> _Required work_: Filter the entries below down to the lines that contain the string "rope", and copy each matching line verbatim.
"""
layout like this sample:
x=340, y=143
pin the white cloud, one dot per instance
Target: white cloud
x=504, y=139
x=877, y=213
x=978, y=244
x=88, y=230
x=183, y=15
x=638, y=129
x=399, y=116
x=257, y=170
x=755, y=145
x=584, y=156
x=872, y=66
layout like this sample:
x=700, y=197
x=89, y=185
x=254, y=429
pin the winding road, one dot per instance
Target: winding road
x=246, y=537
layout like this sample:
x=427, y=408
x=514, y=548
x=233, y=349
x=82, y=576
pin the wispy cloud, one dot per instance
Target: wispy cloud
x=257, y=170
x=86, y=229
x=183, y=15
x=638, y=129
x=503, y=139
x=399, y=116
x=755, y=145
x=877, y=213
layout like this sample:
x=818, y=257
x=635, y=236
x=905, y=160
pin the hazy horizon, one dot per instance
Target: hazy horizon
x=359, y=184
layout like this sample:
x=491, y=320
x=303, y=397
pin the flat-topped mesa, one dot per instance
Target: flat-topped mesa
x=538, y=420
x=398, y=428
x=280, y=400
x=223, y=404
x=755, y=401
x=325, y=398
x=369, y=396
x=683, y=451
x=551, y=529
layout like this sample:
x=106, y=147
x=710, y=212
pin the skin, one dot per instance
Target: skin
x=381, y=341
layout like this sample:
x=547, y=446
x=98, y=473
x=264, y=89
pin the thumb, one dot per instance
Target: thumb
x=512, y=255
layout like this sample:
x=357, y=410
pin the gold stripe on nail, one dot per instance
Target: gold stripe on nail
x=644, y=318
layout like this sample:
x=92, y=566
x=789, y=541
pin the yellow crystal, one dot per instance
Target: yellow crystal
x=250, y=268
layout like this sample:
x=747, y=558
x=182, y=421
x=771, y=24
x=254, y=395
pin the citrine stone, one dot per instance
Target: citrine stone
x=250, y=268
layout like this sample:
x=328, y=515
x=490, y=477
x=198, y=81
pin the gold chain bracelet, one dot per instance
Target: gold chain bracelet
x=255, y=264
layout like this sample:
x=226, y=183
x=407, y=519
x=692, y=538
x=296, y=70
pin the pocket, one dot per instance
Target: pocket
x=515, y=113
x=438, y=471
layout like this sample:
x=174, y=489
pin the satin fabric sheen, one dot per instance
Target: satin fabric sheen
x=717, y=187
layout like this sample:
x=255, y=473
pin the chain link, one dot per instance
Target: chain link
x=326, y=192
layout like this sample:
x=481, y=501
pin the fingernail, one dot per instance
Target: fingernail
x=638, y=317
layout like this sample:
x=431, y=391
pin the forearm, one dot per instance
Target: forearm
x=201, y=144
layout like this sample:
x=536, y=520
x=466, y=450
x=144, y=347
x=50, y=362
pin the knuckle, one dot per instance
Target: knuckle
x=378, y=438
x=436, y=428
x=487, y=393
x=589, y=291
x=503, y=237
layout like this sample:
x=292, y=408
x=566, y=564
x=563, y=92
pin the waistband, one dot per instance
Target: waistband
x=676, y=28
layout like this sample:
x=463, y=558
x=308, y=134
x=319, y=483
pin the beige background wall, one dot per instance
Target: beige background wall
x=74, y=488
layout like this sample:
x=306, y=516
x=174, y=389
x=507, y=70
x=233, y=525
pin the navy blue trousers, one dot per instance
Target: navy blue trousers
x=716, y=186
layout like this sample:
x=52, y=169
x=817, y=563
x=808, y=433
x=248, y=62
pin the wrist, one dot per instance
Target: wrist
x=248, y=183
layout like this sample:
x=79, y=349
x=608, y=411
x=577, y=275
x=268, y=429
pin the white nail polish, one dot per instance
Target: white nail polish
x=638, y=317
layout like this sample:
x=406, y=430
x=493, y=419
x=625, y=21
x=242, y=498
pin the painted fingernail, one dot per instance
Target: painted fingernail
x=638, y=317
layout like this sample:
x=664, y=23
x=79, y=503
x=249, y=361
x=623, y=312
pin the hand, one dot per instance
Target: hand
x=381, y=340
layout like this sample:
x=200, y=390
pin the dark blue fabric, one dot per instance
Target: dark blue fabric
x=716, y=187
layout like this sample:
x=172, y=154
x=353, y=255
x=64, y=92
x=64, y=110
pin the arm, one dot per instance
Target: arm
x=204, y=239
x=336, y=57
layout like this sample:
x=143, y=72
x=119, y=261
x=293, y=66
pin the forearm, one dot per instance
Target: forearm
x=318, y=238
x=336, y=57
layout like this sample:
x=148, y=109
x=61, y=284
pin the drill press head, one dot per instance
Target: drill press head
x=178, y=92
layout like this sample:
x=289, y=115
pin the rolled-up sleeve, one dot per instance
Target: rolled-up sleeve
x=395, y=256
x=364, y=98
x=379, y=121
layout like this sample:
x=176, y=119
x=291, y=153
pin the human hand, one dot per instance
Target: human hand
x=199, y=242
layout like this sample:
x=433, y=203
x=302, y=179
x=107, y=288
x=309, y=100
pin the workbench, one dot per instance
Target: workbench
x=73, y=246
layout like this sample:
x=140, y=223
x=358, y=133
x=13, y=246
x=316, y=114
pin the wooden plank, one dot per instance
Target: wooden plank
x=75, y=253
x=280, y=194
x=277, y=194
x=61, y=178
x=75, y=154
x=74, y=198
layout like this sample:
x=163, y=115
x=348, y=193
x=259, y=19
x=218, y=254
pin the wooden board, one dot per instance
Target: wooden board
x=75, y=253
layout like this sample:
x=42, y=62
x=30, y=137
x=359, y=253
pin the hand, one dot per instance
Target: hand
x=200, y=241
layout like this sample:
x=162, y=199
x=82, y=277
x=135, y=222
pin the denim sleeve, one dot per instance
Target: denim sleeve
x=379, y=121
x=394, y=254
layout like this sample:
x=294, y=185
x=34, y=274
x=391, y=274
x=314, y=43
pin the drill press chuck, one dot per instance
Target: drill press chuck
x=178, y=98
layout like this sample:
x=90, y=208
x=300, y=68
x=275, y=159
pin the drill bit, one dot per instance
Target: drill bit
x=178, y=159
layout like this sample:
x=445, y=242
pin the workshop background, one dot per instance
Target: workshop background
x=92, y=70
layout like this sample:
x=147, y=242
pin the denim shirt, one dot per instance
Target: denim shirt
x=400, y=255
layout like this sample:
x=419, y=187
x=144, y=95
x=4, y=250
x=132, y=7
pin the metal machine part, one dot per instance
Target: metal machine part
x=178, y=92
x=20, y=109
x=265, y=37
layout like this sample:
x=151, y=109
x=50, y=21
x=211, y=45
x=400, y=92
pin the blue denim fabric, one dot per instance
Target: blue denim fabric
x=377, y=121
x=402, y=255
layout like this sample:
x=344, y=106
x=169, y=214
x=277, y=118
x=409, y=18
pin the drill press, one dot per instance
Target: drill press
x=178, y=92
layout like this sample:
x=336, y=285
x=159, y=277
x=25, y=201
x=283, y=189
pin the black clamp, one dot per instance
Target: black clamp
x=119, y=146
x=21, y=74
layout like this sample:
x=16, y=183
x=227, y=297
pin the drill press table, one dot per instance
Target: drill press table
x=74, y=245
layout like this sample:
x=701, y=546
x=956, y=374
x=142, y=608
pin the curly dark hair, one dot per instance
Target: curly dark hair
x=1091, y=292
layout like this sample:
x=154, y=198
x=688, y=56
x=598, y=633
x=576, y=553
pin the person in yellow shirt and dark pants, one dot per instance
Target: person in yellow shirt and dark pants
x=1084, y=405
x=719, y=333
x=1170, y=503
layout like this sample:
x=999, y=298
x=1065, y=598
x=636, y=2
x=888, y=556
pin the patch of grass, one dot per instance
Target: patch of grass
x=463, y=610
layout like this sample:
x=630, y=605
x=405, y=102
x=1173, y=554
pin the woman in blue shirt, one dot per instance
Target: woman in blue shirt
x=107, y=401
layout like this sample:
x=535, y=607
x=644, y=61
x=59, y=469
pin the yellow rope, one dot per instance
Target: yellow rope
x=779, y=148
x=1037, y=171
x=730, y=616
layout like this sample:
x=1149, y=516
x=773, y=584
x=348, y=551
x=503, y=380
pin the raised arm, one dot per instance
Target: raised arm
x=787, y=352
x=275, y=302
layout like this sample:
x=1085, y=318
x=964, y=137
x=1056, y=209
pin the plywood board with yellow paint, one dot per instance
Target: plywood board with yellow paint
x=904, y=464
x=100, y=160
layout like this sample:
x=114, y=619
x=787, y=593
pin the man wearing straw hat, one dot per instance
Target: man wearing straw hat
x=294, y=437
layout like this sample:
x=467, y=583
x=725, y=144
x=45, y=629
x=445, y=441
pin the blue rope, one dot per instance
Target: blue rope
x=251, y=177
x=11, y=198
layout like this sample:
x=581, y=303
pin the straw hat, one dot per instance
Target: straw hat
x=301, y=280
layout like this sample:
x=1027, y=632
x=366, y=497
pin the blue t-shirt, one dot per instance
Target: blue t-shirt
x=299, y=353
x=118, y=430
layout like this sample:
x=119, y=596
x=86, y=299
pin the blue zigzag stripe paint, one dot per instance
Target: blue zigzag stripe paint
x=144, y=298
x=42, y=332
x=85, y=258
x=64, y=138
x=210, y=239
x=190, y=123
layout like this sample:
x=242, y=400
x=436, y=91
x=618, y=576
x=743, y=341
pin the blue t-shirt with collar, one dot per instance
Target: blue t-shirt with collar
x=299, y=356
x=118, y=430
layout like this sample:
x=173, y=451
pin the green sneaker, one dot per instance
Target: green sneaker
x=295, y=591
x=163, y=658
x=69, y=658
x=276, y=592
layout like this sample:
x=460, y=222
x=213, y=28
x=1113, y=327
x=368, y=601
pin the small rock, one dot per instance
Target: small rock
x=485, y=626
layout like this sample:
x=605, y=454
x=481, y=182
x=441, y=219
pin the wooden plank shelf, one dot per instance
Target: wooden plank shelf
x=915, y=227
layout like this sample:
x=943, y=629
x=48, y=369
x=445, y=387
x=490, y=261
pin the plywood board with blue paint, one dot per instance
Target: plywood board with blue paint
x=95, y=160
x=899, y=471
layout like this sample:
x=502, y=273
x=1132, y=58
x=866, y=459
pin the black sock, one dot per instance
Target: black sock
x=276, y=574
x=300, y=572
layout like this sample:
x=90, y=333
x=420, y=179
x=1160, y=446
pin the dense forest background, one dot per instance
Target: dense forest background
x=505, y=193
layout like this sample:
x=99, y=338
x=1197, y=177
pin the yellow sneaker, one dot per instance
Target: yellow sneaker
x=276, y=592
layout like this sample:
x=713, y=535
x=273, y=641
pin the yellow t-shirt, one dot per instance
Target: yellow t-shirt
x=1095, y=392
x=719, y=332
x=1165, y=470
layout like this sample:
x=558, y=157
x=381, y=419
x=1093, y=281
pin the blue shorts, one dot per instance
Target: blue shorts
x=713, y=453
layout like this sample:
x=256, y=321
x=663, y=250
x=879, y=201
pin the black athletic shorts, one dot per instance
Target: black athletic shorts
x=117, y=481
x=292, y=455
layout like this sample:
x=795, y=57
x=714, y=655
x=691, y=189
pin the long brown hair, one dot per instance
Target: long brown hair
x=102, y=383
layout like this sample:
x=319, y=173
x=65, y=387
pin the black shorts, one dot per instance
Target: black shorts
"""
> _Written solution_:
pin the yellow rope, one dot per instance
Target: yellow rope
pin the blue rope, one dot per instance
Target: blue rope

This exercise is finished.